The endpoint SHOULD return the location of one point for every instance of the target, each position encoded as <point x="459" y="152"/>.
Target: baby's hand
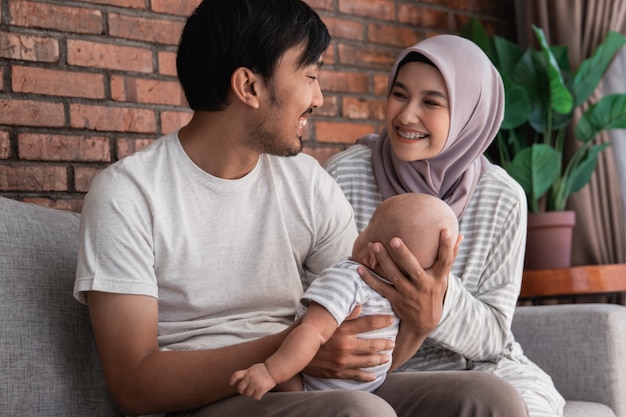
<point x="254" y="381"/>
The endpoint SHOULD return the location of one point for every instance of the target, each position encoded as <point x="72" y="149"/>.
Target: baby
<point x="415" y="218"/>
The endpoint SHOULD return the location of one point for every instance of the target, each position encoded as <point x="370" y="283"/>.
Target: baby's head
<point x="415" y="218"/>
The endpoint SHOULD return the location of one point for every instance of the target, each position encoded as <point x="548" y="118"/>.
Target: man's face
<point x="288" y="100"/>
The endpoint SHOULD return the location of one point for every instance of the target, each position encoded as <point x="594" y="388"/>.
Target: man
<point x="194" y="251"/>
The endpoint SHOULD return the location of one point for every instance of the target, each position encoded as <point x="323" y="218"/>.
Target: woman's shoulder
<point x="355" y="155"/>
<point x="496" y="189"/>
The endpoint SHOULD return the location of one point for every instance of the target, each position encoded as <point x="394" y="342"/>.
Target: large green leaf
<point x="560" y="98"/>
<point x="581" y="174"/>
<point x="592" y="69"/>
<point x="535" y="168"/>
<point x="608" y="113"/>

□ □ □ □ □

Task
Count the lines above that contain the string "return", treating uppercase and lowercase as different. Reply with the number alone.

Solution to the exercise
7